*Text segment*
March 4, 2021 | Newsweek

Biden Must Expose China’s COVID-19 Cover-Up

March 4, 2021 | Newsweek

Biden Must Expose China’s COVID-19 Cover-Up

Chinese authorities are still refusing to share critical evidence about the origins of the COVID-19 pandemic. The World Health Organization (WHO) still refuses to challenge Beijing and is even promoting Chinese cover stories that allege the pandemic did not begin in Wuhan. The Biden administration has begun to notice, but still needs a game plan for holding both Beijing and the WHO accountable.

Pinpointing the origins of the coronavirus pandemic is a scientific imperative. America’s ability to detect, prevent, and prepare for future pandemics depends on knowing precisely how this one started. The answers to this question clearly have political implications, but public health must come first.

We are still learning more about Beijing’s refusal to provide WHO investigators with raw data for over 70,000 early cases of patients with COVID-like symptoms. Apparently, the data that China did provide shows patients from the Wuhan area had exposure to the virus outside the seafood market where the pandemic allegedly began, raising questions about the origin story.

Despite lacking this crucial data, the WHO delegation dismissed as “extremely unlikely” the possibility that COVID-19 escaped from the Wuhan Institute of Virology (WIV). Instead, the investigators directed attention to the very weak hypothesis—favored by Beijing—that the virus arrived in Wuhan in a shipment of frozen food which may even have come from outside China.

*Tasks to carry out*
(1) In the Newsweek article on China's COVID-19 cover-up, for how many early cases did Beijing refuse to give WHO investigators raw data?
(2) Print the part of the Newsweek article on China's COVID-19 cover-up that begins at the words "Pinpointing the origins" and stops after "the origin story.".
(3) Carry on the Newsweek article on China's COVID-19 cover-up from its last sentence shown.

*Records from a data source*

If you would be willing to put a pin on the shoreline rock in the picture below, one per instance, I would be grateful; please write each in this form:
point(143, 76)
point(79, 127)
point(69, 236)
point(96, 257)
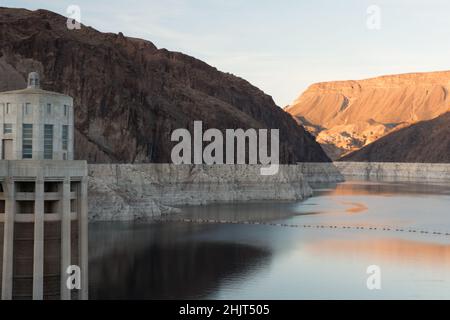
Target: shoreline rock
point(133, 192)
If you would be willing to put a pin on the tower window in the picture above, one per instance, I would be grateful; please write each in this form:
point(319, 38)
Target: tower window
point(27, 108)
point(27, 141)
point(7, 128)
point(48, 141)
point(65, 136)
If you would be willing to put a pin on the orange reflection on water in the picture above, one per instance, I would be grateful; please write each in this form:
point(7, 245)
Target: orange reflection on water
point(356, 207)
point(388, 250)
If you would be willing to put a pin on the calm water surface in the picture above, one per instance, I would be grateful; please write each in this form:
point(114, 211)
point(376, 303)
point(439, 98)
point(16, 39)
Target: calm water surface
point(244, 261)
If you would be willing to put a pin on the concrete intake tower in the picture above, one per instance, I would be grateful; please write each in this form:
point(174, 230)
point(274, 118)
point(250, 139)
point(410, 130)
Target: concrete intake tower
point(43, 196)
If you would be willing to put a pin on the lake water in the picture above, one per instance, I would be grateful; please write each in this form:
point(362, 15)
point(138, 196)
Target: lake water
point(316, 249)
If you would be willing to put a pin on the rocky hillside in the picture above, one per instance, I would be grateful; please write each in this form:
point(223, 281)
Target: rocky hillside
point(129, 95)
point(347, 115)
point(426, 141)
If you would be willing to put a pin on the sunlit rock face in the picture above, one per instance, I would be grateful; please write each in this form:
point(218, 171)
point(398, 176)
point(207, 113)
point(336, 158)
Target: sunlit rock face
point(129, 95)
point(347, 115)
point(425, 141)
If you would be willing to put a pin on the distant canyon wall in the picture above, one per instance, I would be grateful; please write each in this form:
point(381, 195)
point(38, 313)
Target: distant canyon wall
point(395, 171)
point(131, 192)
point(347, 115)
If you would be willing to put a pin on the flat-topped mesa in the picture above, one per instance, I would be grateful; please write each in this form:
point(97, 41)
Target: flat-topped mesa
point(136, 93)
point(347, 115)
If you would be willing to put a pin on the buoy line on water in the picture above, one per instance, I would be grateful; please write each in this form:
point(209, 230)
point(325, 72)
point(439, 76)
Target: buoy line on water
point(306, 226)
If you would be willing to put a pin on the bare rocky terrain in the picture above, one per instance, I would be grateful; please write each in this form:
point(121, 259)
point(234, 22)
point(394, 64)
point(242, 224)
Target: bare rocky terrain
point(129, 95)
point(425, 141)
point(348, 115)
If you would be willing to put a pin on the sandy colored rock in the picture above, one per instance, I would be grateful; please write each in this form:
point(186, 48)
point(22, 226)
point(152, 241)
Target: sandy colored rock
point(347, 115)
point(129, 95)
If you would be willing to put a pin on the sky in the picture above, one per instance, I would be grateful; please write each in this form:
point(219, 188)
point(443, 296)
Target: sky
point(282, 46)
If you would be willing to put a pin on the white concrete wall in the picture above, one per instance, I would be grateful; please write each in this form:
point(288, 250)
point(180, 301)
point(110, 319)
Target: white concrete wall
point(140, 191)
point(395, 170)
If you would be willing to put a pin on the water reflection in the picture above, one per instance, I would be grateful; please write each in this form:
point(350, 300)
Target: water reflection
point(238, 261)
point(164, 262)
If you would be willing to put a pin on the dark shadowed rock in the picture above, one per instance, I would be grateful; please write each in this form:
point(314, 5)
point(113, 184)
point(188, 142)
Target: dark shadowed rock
point(129, 96)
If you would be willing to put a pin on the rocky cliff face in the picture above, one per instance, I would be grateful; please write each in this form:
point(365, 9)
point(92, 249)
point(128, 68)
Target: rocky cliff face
point(347, 115)
point(142, 191)
point(129, 95)
point(426, 141)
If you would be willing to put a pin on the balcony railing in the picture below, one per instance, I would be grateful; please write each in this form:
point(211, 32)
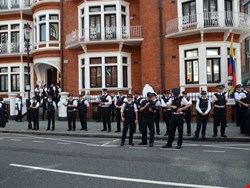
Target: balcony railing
point(103, 34)
point(205, 20)
point(14, 4)
point(10, 48)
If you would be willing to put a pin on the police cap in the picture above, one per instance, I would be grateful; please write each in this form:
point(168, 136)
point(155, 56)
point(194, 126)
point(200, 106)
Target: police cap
point(176, 91)
point(129, 96)
point(220, 86)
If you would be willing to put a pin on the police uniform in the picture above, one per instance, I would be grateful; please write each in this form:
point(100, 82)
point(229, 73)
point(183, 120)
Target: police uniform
point(129, 113)
point(156, 103)
point(239, 110)
point(118, 104)
point(106, 101)
point(71, 112)
point(147, 120)
point(220, 116)
point(203, 107)
point(178, 104)
point(34, 113)
point(19, 105)
point(165, 110)
point(82, 106)
point(51, 107)
point(244, 100)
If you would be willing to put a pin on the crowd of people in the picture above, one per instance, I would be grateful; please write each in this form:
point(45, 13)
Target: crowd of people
point(144, 111)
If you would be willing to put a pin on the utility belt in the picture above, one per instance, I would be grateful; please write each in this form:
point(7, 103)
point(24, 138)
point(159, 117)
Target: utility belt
point(219, 106)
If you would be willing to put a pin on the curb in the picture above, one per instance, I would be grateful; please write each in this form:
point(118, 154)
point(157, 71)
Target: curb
point(96, 135)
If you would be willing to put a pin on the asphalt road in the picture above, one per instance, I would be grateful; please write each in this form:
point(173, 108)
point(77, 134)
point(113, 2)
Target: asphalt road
point(29, 161)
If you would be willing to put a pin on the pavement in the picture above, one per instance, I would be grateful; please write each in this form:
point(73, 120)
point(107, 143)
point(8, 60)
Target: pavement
point(94, 130)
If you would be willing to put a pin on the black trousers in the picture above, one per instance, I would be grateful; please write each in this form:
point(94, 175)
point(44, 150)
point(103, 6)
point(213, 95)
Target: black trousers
point(35, 119)
point(44, 107)
point(166, 118)
point(188, 120)
point(51, 118)
point(176, 121)
point(220, 119)
point(129, 123)
point(148, 123)
point(71, 120)
point(99, 113)
point(157, 121)
point(106, 118)
point(118, 118)
point(19, 115)
point(201, 122)
point(83, 119)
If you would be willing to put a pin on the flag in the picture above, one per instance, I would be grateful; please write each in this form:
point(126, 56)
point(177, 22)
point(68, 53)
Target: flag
point(231, 67)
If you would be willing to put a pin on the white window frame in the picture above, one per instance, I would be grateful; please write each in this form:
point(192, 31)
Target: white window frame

*Responses to the tasks*
(1) Over 70,000 early cases of patients with COVID-like symptoms.

(2)
Pinpointing the origins of the coronavirus pandemic is a scientific imperative. America’s ability to detect, prevent, and prepare for future pandemics depends on knowing precisely how this one started. The answers to this question clearly have political implications, but public health must come first.

We are still learning more about Beijing’s refusal to provide WHO investigators with raw data for over 70,000 early cases of patients with COVID-like symptoms. Apparently, the data that China did provide shows patients from the Wuhan area had exposure to the virus outside the seafood market where the pandemic allegedly began, raising questions about the origin story.

(3)
This did not sit well with the White House. U.S. National Security Advisor Jake Sullivan on February 13 issued a strong statement demanding that China release the early data and warning that the WHO’s credibility was in danger. “It is imperative that this report be independent,” Sullivan said, “with expert findings free from intervention or alteration by the Chinese government.”

The Biden administration focused early on the global dimensions of the pandemic. Within hours of Biden’s inauguration, the White House released a 200-page National Strategy for the COVID-19 Response and Pandemic Preparedness, along with an Executive Order assigning initial tasks to key officials. Biden’s first National Security Memorandum (NSM), issued January 21, dealt with COVID-19, global health security, and biological preparedness.

None of these key documents calls for determining the precise origin of the pandemic. In fact, the word “China” does not appear in any of them. NSM-1 does direct top officials, like Sullivan and Secretary of State Antony Blinken, to “strengthen and reform the WHO,” yet there are no specifics, even in the 200-page strategy.

To begin, the Biden administration should insist the WHO immediately remove Beijing from what is now a joint investigation into the pandemic’s origins. The administration should also lead a public-private review of the WHO report to ensure its objectivity.

Two days after his investigators appeared to dismiss the possibility that the virus escaped from the WIV, WHO Director General Tedros Adhanom attempted to clean up the mess by saying all hypotheses will be investigated. But four days later a WHO investigator stated at an official press conference—in Tedros’ presence—that the lab hypothesis is not a “high priority.”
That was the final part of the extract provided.